LISTED ENTRIES —
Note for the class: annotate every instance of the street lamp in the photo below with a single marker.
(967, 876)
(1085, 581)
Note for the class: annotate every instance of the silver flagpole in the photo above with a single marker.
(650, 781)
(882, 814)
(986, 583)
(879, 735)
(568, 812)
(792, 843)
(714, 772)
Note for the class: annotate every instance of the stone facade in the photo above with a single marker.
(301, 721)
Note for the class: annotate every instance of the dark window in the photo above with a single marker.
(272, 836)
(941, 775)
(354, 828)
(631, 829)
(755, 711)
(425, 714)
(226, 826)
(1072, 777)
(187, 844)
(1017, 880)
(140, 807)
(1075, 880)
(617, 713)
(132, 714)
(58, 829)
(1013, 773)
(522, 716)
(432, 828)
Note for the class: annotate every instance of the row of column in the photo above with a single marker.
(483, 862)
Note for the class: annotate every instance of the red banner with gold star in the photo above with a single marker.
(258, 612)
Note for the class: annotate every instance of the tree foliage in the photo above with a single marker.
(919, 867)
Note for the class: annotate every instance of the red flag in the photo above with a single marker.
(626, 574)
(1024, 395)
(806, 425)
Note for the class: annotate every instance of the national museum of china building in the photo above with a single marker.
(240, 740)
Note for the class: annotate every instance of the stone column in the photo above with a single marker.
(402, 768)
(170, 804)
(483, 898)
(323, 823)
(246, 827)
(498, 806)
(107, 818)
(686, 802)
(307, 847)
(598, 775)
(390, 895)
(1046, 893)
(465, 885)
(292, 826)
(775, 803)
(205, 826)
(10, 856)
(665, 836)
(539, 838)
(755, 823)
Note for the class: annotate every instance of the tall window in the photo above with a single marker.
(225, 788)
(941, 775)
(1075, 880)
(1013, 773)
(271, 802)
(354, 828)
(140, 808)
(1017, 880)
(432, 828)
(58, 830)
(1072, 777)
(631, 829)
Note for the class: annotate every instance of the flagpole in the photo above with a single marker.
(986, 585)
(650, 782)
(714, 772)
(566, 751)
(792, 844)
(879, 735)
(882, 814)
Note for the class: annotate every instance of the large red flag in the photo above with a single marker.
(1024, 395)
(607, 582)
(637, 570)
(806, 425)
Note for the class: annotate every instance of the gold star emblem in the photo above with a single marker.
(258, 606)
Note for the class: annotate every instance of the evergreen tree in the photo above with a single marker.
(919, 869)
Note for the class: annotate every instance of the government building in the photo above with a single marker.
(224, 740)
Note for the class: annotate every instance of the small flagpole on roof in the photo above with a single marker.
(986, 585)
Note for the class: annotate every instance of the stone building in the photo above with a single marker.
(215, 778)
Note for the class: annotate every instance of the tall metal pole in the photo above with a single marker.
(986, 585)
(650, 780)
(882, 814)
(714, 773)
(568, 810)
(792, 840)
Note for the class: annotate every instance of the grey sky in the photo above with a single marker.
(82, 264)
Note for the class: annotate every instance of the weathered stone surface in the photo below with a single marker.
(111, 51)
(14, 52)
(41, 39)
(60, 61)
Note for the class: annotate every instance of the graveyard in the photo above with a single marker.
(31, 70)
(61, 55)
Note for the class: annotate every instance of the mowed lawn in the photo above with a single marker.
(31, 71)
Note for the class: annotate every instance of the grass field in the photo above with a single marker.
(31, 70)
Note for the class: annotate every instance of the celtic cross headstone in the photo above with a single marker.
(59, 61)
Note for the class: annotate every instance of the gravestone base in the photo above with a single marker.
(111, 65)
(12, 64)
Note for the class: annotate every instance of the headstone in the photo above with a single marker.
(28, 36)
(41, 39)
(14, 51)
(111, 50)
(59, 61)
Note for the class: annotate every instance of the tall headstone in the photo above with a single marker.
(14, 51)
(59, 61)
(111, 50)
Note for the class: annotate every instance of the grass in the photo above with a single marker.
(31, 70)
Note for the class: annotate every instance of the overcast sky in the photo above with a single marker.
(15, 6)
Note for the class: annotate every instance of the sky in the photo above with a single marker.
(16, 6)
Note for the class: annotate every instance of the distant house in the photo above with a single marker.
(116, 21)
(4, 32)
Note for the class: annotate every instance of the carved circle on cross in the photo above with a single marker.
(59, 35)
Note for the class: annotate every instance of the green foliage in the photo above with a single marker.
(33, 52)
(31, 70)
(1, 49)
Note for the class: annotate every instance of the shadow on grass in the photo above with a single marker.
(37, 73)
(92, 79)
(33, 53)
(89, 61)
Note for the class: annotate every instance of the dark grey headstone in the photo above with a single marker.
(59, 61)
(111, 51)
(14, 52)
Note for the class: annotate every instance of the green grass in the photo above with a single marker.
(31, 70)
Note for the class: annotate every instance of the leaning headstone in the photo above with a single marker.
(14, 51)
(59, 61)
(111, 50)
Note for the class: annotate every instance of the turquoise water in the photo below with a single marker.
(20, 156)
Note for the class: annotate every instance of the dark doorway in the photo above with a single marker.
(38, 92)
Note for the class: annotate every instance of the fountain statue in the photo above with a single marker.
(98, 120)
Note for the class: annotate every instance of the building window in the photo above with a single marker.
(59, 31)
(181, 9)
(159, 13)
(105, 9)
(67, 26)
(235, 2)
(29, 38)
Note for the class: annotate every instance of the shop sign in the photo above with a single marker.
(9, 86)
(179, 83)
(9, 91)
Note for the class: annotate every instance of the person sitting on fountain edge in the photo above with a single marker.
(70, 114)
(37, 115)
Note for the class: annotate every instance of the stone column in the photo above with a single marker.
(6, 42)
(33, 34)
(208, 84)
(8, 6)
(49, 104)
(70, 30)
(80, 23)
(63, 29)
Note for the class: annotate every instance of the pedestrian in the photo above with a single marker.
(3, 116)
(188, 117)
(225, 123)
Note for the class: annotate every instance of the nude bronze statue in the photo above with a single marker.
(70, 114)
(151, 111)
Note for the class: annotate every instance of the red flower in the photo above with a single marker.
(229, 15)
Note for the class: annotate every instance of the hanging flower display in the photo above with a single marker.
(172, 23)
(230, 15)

TRY IT — Write out every entry again so that each line matches the original exactly.

THE ANSWER —
Note for the class: annotate every instance of the street lamp in the photo below with a single marker.
(967, 876)
(1085, 581)
Note for the class: annotate every instance of the silver flagpole in the photo above with a single marker.
(650, 781)
(882, 814)
(986, 583)
(879, 735)
(568, 812)
(792, 843)
(714, 772)
Note for the class: annotate every instance of the stone facade in the photo above with a single marker.
(301, 721)
Note for the class: annotate every instance of the dark window in the photo above with a single marker.
(272, 836)
(941, 775)
(354, 828)
(631, 829)
(755, 711)
(425, 714)
(226, 826)
(1072, 777)
(187, 844)
(1017, 880)
(140, 807)
(1075, 880)
(617, 713)
(132, 714)
(58, 829)
(1013, 773)
(522, 716)
(432, 828)
Note for the class: annotate every instance of the row of column in the photo above with a single marker.
(483, 862)
Note for the class: annotate every instance of the red banner with gold star in the photo above with a single marker.
(258, 612)
Note for the class: annotate every instance of the tree foliage in the photo above with a single marker.
(919, 867)
Note for the class: annotate every instance of the red flag in the photo above with a single marker.
(626, 574)
(1024, 395)
(806, 425)
Note for the class: annotate every instance of the national museum of china building in the photo above with a single marker.
(240, 740)
Note for the class: annotate every instance of the stone column in the photo above with a single marker.
(402, 768)
(170, 804)
(483, 898)
(323, 823)
(246, 827)
(498, 806)
(107, 818)
(686, 802)
(307, 847)
(598, 775)
(390, 895)
(1046, 893)
(465, 885)
(292, 826)
(775, 803)
(205, 826)
(10, 856)
(665, 836)
(539, 838)
(755, 823)
Note for the class: annotate every instance of the tall window in the photo above with a single marker.
(225, 788)
(941, 775)
(1075, 880)
(1013, 773)
(271, 802)
(354, 828)
(140, 808)
(1017, 880)
(432, 828)
(58, 830)
(1072, 777)
(631, 829)
Note for the class: annotate every instance of the flagpole in the photo above with a single marker.
(986, 585)
(650, 782)
(714, 772)
(566, 751)
(792, 844)
(879, 735)
(882, 814)
Note for the class: annotate every instance of the large red flag in the photo above with a single marker.
(1024, 395)
(607, 582)
(637, 570)
(806, 425)
Note for the class: annotate every instance of the gold star emblem in the photo above with a single marker.
(258, 606)
Note for the class: annotate every instance of the evergreen tree in the photo above with a single marker.
(919, 869)
Note for the class: annotate every instance of the government building in the photo above with a single marker.
(224, 740)
Note for the class: annotate every instance of the small flagpole on roof in the photo above with a single marker.
(986, 585)
Note for the class: annotate every instance of the stone building in the photo above with a single marker.
(215, 778)
Note for the class: annotate every instance of the tall metal pole in the photo above with a single marker.
(986, 585)
(650, 780)
(882, 814)
(714, 773)
(568, 810)
(792, 840)
Note for the class: annotate every instance of the grey sky in the photo above with a single marker.
(82, 264)
Note for the class: annotate every instance of the weathered stone surface in the photo below with a single marker.
(111, 51)
(14, 52)
(41, 39)
(60, 61)
Note for the class: annotate every instance of the graveyard in the photo above with a single marker.
(31, 70)
(61, 55)
Note for the class: annotate every instance of the mowed lawn in the photo above with a single marker.
(31, 71)
Note for the class: annotate every instance of the grass field in the photo above with a single marker.
(31, 70)
Note for the class: annotate every instance of the celtic cross headstone in the photo above with a single marker.
(59, 61)
Note for the class: annotate every instance of the gravestone base in the photo above with a single marker.
(111, 65)
(12, 64)
Note for the class: annotate every instance of the headstone in the photo above with a single marker.
(28, 36)
(41, 39)
(14, 51)
(111, 50)
(59, 61)
Note for the class: annotate every instance of the tall headstone in the photo above with a single marker.
(14, 51)
(59, 61)
(111, 50)
Note for the class: annotate every instance of the grass in the photo above with a single marker.
(31, 70)
Note for the class: annotate every instance of the overcast sky in the photo above with a single marker.
(15, 6)
Note for the class: annotate every instance of the sky in the photo above with a single marker.
(16, 6)
Note for the class: annotate every instance of the distant house in the photo above with a single marker.
(116, 21)
(4, 32)
Note for the class: annotate every instance of the carved circle on cross in the photo above with a single marker.
(59, 35)
Note for the class: annotate every instance of the green foliage in the photo above with a single marker.
(33, 52)
(31, 70)
(1, 49)
Note for the class: annotate every instance of the shadow on grass in the photo above with a single marker.
(37, 73)
(92, 79)
(33, 53)
(89, 61)
Note for the class: annotate every instance of the dark grey headstone in the photo above with a single marker.
(59, 61)
(111, 51)
(14, 52)
Note for the class: annotate every instance of the green grass in the photo above with a single marker.
(31, 70)
Note for the class: annotate every instance of the leaning headstone in the photo above with a single marker.
(14, 51)
(59, 61)
(111, 50)
Note for the class: annotate every instance of the turquoise water in the photo below with a single marker.
(20, 156)
Note for the class: annotate every instance of the dark doorway in the photo above with a single marker.
(38, 92)
Note for the class: annotate every instance of the fountain statue in the photo above with a single marker.
(98, 120)
Note for the class: annotate every instance of the building window in the photo above with a single marker.
(59, 31)
(181, 9)
(159, 13)
(105, 9)
(67, 26)
(235, 2)
(29, 38)
Note for the class: annotate every instance of the shop sign in the photo above with a single marker.
(9, 86)
(179, 83)
(9, 91)
Note for the class: annotate every instance of the person sitting on fountain edge in the photo above with a single marker.
(70, 114)
(37, 115)
Note for the class: annotate every instance of the stone column in the photo above with a single marker.
(6, 42)
(33, 34)
(208, 84)
(8, 6)
(49, 104)
(70, 30)
(80, 23)
(63, 29)
Note for the class: annotate every instance of the pedestrian in the photo above with a single marker.
(3, 116)
(188, 117)
(225, 123)
Note for the class: annotate every instance of the nude bronze statue in the photo above with a single marker.
(70, 114)
(151, 111)
Note for the class: annotate every instance of the red flower in the photo above with a single marker.
(229, 15)
Note for the class: annotate every instance of the hanging flower display in the photo above with a single marker.
(172, 23)
(230, 15)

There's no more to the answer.